_TASK OBJECTIVE_.
Which lines of the data contain the string "slope"? Show each of them.

_RECORDS SUPPLIED_.

━━━━━━━━━━━━━━━━

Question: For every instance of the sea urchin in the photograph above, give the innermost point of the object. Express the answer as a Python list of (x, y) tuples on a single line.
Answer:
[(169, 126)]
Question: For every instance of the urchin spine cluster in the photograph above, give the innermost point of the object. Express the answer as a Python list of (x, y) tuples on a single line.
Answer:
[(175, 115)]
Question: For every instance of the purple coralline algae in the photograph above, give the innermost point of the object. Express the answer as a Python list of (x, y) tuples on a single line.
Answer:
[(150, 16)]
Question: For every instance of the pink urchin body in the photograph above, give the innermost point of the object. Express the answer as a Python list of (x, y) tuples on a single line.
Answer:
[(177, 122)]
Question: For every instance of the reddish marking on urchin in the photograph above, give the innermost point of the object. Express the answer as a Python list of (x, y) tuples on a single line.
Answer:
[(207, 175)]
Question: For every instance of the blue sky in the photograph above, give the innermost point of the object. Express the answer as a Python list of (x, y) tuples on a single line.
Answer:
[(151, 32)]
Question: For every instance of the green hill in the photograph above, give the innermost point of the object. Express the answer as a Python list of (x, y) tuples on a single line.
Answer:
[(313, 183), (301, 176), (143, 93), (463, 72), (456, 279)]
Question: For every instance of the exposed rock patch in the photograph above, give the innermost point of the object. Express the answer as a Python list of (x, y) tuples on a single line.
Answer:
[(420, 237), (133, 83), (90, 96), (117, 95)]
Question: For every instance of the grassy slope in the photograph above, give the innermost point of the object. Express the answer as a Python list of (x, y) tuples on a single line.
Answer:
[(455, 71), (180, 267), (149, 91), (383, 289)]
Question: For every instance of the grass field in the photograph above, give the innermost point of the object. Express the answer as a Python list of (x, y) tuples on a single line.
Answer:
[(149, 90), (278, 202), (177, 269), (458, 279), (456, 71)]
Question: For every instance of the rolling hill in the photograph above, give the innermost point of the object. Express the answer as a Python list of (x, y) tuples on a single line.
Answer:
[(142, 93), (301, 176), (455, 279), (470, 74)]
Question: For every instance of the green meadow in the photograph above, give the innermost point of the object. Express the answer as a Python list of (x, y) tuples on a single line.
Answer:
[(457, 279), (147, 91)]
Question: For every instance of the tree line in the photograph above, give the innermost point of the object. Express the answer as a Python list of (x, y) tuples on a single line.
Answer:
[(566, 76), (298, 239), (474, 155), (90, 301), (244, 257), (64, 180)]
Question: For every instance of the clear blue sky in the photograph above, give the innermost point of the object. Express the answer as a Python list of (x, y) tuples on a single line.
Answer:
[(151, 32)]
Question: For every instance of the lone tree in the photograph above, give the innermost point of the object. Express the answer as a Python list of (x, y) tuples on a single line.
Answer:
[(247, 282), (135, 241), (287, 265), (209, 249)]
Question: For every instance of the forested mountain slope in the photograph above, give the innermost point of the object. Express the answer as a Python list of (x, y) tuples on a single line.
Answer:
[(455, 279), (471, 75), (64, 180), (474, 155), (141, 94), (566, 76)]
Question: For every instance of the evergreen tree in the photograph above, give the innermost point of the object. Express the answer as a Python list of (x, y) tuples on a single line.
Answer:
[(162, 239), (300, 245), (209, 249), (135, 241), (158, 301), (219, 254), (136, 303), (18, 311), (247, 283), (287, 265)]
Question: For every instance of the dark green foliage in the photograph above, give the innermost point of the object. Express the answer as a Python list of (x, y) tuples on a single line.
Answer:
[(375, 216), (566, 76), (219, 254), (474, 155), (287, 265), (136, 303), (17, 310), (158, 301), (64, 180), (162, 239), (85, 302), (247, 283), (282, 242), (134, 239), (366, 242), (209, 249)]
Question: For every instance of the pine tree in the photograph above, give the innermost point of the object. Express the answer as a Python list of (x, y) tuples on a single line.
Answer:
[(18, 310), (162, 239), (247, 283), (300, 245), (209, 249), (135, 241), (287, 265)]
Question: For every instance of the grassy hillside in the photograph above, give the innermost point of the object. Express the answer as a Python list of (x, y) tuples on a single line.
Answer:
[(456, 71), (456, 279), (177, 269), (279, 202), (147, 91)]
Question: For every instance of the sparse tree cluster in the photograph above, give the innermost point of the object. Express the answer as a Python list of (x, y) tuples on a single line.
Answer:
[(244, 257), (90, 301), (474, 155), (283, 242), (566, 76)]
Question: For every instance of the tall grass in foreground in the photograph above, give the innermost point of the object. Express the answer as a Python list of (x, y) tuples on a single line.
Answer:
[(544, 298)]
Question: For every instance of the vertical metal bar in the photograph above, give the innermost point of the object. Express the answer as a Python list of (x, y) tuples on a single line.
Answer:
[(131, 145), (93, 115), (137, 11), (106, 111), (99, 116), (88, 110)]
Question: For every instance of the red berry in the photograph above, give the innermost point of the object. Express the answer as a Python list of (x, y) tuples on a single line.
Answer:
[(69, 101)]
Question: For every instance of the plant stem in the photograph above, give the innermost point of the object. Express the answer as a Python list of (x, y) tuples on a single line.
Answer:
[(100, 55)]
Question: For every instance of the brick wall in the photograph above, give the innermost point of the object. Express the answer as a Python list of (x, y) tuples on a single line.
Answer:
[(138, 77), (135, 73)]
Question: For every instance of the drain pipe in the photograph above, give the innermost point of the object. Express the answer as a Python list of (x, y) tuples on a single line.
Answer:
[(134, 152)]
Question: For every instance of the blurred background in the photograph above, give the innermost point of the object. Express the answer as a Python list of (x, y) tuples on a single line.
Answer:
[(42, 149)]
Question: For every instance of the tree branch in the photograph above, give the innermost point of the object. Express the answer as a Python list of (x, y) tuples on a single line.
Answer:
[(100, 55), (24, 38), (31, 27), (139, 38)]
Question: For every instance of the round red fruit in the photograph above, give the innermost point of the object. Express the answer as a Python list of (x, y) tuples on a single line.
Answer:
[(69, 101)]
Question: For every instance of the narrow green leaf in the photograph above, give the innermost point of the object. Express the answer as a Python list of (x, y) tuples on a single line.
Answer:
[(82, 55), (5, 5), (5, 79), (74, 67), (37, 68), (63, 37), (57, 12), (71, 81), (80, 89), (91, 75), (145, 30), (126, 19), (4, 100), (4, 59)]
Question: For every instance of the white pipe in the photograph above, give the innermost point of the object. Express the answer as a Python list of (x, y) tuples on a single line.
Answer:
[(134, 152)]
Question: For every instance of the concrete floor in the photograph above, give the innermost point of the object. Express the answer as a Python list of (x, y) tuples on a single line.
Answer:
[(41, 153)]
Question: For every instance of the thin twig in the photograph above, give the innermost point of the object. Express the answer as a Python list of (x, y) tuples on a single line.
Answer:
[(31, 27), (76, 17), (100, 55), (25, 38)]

━━━━━━━━━━━━━━━━

_ANSWER TO THIS PROBLEM_.
Question: For every instance of the grassy slope in the photograph above, give the innermost point of the object. Express the answer as a Python list of (x, y) tuples on a single line.
Question: For every instance of the forested mountain slope in the photograph above, give the innermost point of the object. Express the answer as a Python list of (x, y) tuples on a single line.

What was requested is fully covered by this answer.